(EXTRACTED TEXT)
--- Start ---
Jump to content


Photo
- - - - -

Handling funky characters


10 replies to this topic

#1 anortonbk

anortonbk

    Newbie

  • Members
  • Pip
  • 8 posts

Posted 27 March 2007 - 07:25 PM

I have an update that reads a field, which is populated by another system. My program is expecting pipe delimited text. However, odd characters are often embedded in the text - I'll attach a few screen shots. When my program is reading the field, if it happens to cross one of these funky characters, it can't handle it, and nothing from that point forward is written or processed.

So far, it doesn't appear that we can pinpoint how these characters are getting embedded in the text, so I would love to know how to handle this on my end. The problem is that it is unpredictable, so seeing as it is impossible to set up code to handle every potential character that could be in the text field, is there any way for me to strip these out????

When you look in the database, you can't see them, but when I display after reading, you can.

Please HELP!!

Thanks a ton in advance!

Attached Files



#2 Chris Pepper

Chris Pepper

    ProIV Guru

  • Members
  • PipPipPipPipPip
  • 369 posts
  • Gender:Male
  • Location:United Kingdom

Posted 27 March 2007 - 08:33 PM

So what do you mean when you say your program can't handle it? Do you mean that the file system you are using doesn't like the characters? What type of file system are you using?

#3 anortonbk

anortonbk

    Newbie

  • Members
  • Pip
  • 8 posts

Posted 27 March 2007 - 09:29 PM

I mean that as my pro IV superlayer program reads the text field, if there is an ASCII symbol in the field, my program doesn't process anything beyond that point.
--- End ---
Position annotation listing
--- Start ---
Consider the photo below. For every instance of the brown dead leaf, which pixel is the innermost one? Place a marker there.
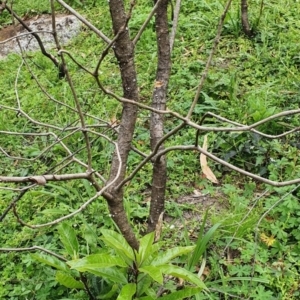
(40, 180)
(158, 84)
(203, 162)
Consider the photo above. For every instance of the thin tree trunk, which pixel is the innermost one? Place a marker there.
(244, 18)
(124, 52)
(159, 99)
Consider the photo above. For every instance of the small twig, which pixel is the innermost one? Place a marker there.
(175, 23)
(86, 204)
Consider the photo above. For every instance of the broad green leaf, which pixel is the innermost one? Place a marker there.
(170, 254)
(201, 245)
(255, 279)
(68, 281)
(100, 260)
(145, 249)
(69, 239)
(182, 294)
(117, 242)
(51, 261)
(144, 285)
(182, 273)
(154, 272)
(112, 274)
(90, 235)
(109, 295)
(127, 291)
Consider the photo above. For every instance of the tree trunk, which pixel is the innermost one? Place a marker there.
(244, 18)
(159, 100)
(124, 52)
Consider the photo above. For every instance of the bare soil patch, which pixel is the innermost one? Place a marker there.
(15, 38)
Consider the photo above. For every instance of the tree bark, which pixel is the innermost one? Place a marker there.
(159, 99)
(244, 18)
(124, 52)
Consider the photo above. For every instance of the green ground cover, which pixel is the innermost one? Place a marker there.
(251, 255)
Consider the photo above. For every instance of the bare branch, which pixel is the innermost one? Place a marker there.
(175, 23)
(86, 204)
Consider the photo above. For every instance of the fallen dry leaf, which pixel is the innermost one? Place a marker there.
(205, 168)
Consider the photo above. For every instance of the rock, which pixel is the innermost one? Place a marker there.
(67, 26)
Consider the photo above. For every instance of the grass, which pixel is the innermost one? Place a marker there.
(248, 81)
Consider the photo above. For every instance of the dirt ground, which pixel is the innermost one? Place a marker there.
(67, 26)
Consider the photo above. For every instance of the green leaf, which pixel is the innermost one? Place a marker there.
(69, 239)
(127, 291)
(119, 244)
(68, 281)
(182, 273)
(145, 249)
(112, 274)
(51, 261)
(254, 279)
(170, 254)
(154, 272)
(182, 294)
(99, 260)
(201, 245)
(111, 293)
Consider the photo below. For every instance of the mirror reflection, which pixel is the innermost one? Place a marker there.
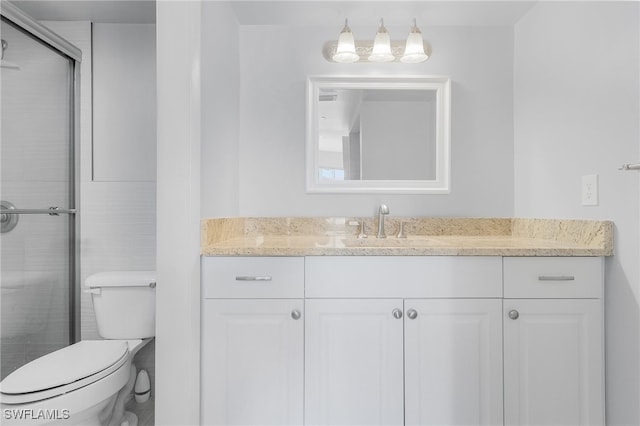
(378, 134)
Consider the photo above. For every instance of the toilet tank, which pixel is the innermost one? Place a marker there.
(124, 303)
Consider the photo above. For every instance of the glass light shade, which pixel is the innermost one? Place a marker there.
(414, 49)
(381, 46)
(346, 50)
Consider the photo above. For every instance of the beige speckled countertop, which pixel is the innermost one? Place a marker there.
(426, 236)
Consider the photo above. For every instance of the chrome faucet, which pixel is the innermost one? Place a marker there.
(382, 211)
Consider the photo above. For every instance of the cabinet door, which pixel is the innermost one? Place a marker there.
(353, 362)
(553, 362)
(252, 362)
(453, 362)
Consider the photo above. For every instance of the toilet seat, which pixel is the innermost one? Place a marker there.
(64, 371)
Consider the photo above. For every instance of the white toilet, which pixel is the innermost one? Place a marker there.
(85, 383)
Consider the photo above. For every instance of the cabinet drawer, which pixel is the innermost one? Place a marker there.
(553, 277)
(252, 277)
(403, 276)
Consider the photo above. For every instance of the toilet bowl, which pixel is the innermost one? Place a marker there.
(81, 384)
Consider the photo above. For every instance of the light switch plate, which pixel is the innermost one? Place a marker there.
(590, 190)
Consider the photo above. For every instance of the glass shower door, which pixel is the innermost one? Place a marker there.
(37, 243)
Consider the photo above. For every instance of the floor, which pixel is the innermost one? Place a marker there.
(144, 411)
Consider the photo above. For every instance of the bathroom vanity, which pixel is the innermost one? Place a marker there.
(483, 323)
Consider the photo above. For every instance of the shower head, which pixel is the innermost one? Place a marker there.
(7, 64)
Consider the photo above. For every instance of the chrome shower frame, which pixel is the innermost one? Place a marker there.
(30, 26)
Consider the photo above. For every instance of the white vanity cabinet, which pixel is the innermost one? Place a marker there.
(453, 362)
(553, 341)
(252, 341)
(402, 340)
(392, 341)
(353, 362)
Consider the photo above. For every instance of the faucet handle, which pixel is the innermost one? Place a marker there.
(362, 233)
(401, 233)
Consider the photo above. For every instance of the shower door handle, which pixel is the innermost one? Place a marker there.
(51, 211)
(9, 214)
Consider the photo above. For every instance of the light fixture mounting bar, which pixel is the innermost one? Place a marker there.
(364, 49)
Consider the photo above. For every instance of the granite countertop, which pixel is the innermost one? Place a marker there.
(337, 236)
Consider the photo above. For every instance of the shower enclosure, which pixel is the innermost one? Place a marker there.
(39, 298)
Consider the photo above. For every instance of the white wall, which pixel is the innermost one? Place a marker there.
(124, 101)
(220, 110)
(274, 63)
(576, 113)
(179, 26)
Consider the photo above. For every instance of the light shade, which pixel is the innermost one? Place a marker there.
(381, 46)
(414, 49)
(346, 50)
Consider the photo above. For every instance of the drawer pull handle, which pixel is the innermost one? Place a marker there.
(556, 278)
(254, 278)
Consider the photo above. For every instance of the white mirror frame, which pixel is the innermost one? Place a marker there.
(439, 185)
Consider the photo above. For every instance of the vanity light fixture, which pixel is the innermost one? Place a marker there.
(414, 51)
(346, 50)
(382, 49)
(381, 46)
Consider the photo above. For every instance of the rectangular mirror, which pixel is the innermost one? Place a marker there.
(378, 134)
--- End ---
(TO-DO LIST)
1/ Set down the forum thread word for word from "Posted 27 March 2007 - 07:25" up to and including "reading, you can.".
2/ In the listing, switch "mirror" to "looking glass" and give again only the lines from the line with "shower enclosure, which" up to and including the last line of the listing, changing nothing else.

(RESULTS FOR EACH TASK)
1/
Posted 27 March 2007 - 07:25 PM

I have an update that reads a field, which is populated by another system. My program is expecting pipe delimited text. However, odd characters are often embedded in the text - I'll attach a few screen shots. When my program is reading the field, if it happens to cross one of these funky characters, it can't handle it, and nothing from that point forward is written or processed.

So far, it doesn't appear that we can pinpoint how these characters are getting embedded in the text, so I would love to know how to handle this on my end. The problem is that it is unpredictable, so seeing as it is impossible to set up code to handle every potential character that could be in the text field, is there any way for me to strip these out????

When you look in the database, you can't see them, but when I display after reading, you can.

2/
Consider the photo above. For every instance of the shower enclosure, which pixel is the innermost one? Place a marker there.
(39, 298)
Consider the photo above. For every instance of the white wall, which pixel is the innermost one? Place a marker there.
(124, 101)
(220, 110)
(274, 63)
(576, 113)
(179, 26)
Consider the photo above. For every instance of the light shade, which pixel is the innermost one? Place a marker there.
(381, 46)
(414, 49)
(346, 50)
Consider the photo above. For every instance of the drawer pull handle, which pixel is the innermost one? Place a marker there.
(556, 278)
(254, 278)
Consider the photo above. For every instance of the white looking glass frame, which pixel is the innermost one? Place a marker there.
(439, 185)
Consider the photo above. For every instance of the vanity light fixture, which pixel is the innermost one? Place a marker there.
(414, 51)
(346, 50)
(382, 49)
(381, 46)
Consider the photo above. For every instance of the rectangular looking glass, which pixel is the innermost one? Place a marker there.
(378, 134)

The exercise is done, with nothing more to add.